* Text block
ALBUM REVIEW: Lingua Ignota – Sinner Get Ready

Lingua Ignota’s music has always come with a certain duality as her first three albums cycled through the harshest Industrial textures and the most arresting Neoclassical Darkwave. However, that duality has seemingly been phased out with the release of her fourth full-length, Sinner Get Ready (Sargent House). The walls of noise are considerably subdued in comparison to past outings and the vocals are devoid of screams and distortion, leaving the songs to be primarily driven by sparse piano and organs with layers of melismatic cleans.

There’s also been a noticeable change in thematic perspective. As the album’s title suggests, the borderline religious fervor that Lingua Ignota has used to relay her themes of abuse and trauma takes on a very literal connotation this time around. The lyrics are rife with faith-induced personal anguish and condemnations of corrupt officials with several samples popping up throughout depicting believers expressing toxic devotion. The greater incorporation of folk instrumentation also lets her already pastoral brand of song structuring engage with a more rural atmosphere. In short, Sinner Get Ready is a very… Catholic sounding album.

* Dataset excerpts
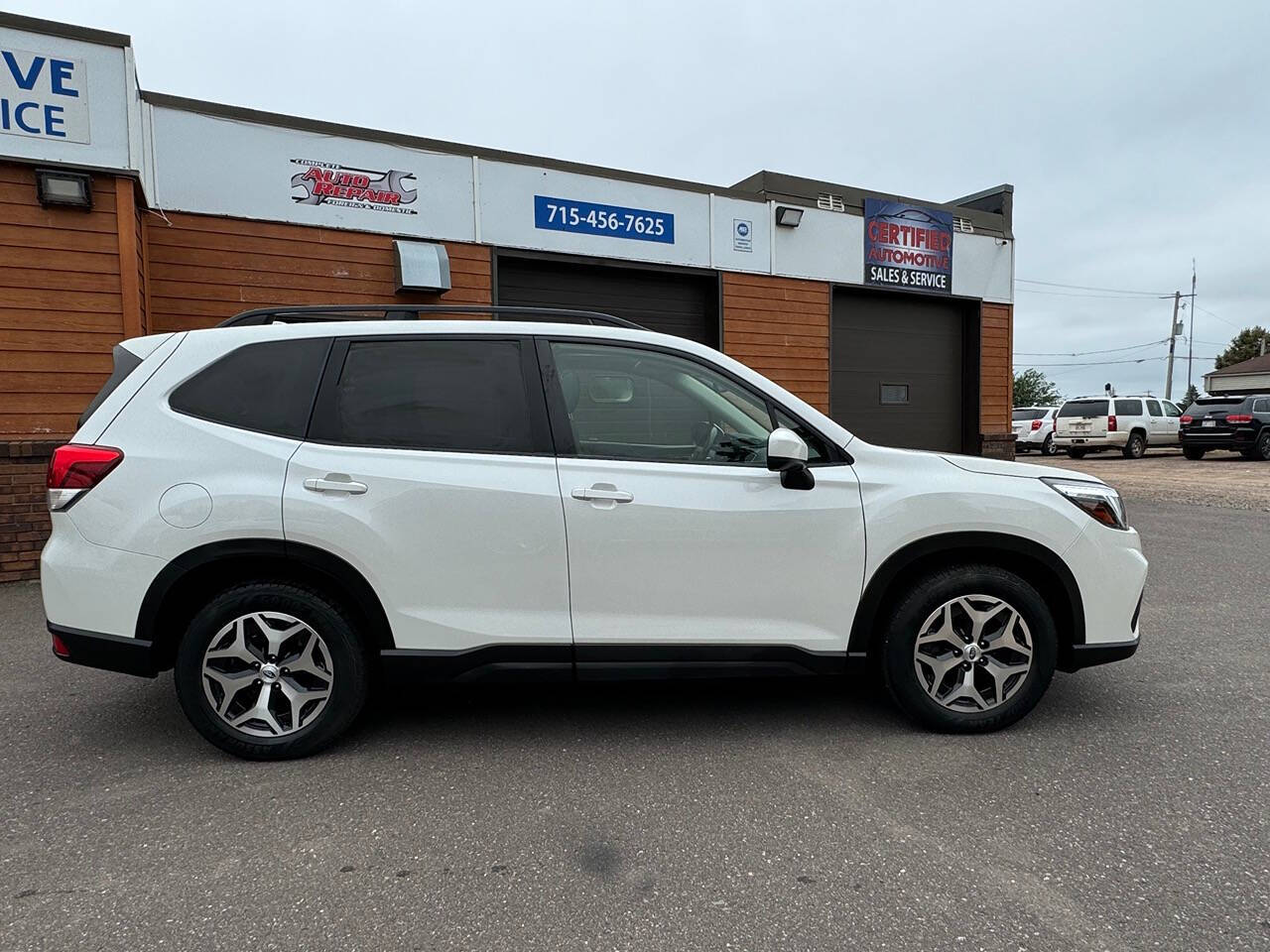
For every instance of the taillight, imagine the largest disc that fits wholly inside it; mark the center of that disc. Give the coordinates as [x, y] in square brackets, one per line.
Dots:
[75, 468]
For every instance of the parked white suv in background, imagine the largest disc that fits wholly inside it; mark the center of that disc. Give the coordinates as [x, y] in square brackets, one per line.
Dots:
[1125, 422]
[1034, 429]
[281, 507]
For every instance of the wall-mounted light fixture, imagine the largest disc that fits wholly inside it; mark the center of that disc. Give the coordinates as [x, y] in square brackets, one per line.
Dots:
[788, 216]
[68, 189]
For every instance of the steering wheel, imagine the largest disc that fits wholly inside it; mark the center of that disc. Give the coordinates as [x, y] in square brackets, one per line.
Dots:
[705, 442]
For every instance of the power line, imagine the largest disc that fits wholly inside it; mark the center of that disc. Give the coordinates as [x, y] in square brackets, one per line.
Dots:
[1103, 363]
[1086, 287]
[1092, 298]
[1083, 353]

* What this exercise asks
[A] Translate the sentence "There’s also been a noticeable change in thematic perspective." from the album review into Spanish.
[B] Please copy the stretch of the album review from "There’s also been" through "Catholic sounding album.".
[C] Proceed with the album review, writing on from its last sentence.

* Numbered answers
[A] También ha habido un cambio notable en la perspectiva temática.

[B]
There’s also been a noticeable change in thematic perspective. As the album’s title suggests, the borderline religious fervor that Lingua Ignota has used to relay her themes of abuse and trauma takes on a very literal connotation this time around. The lyrics are rife with faith-induced personal anguish and condemnations of corrupt officials with several samples popping up throughout depicting believers expressing toxic devotion. The greater incorporation of folk instrumentation also lets her already pastoral brand of song structuring engage with a more rural atmosphere. In short, Sinner Get Ready is a very… Catholic sounding album.

[C]
But just because the textures are more melodic doesn’t mean that the delivery still can’t scare the shit out of you. ‘I Who Bend The Tall Grasses’ is the closest we get to the days of 2019’s Caligula as minimal organ layers and dissonant bells set an unnerving foundation for the vocals to cycle through mournful cadences and vengeful snarls that ‘Many Hands’ follows with dulcimer plucked with a frenzy that may just be as demented. Inversely, ‘Pennsylvania Furnace’ and ‘Perpetual Flame of Centralia’ ends up being just as creepy even with their gentler piano and restrained singing.

Overall, Sinner Get Ready is the sort of album that should feel like a drastic departure on paper but ends up being perfectly in character. The overtly personal catharsis of Lingua Ignota’s past releases is arguably more emotionally harrowing, but the religious lens applied here gives her signature tropes an even grander sense of purpose. The absence of harsh-clean contrasts risks interchangeable song structuring but allowing the melodic elements to fully take over allows them to be explored to their fullest extents between the rootsier instruments and operatic delivery. It’s hard to say whether this album is that accessible in the traditional sense, but it may be the easiest to feel out. At the very least, it does an excellent job of achieving a similar power through very different means.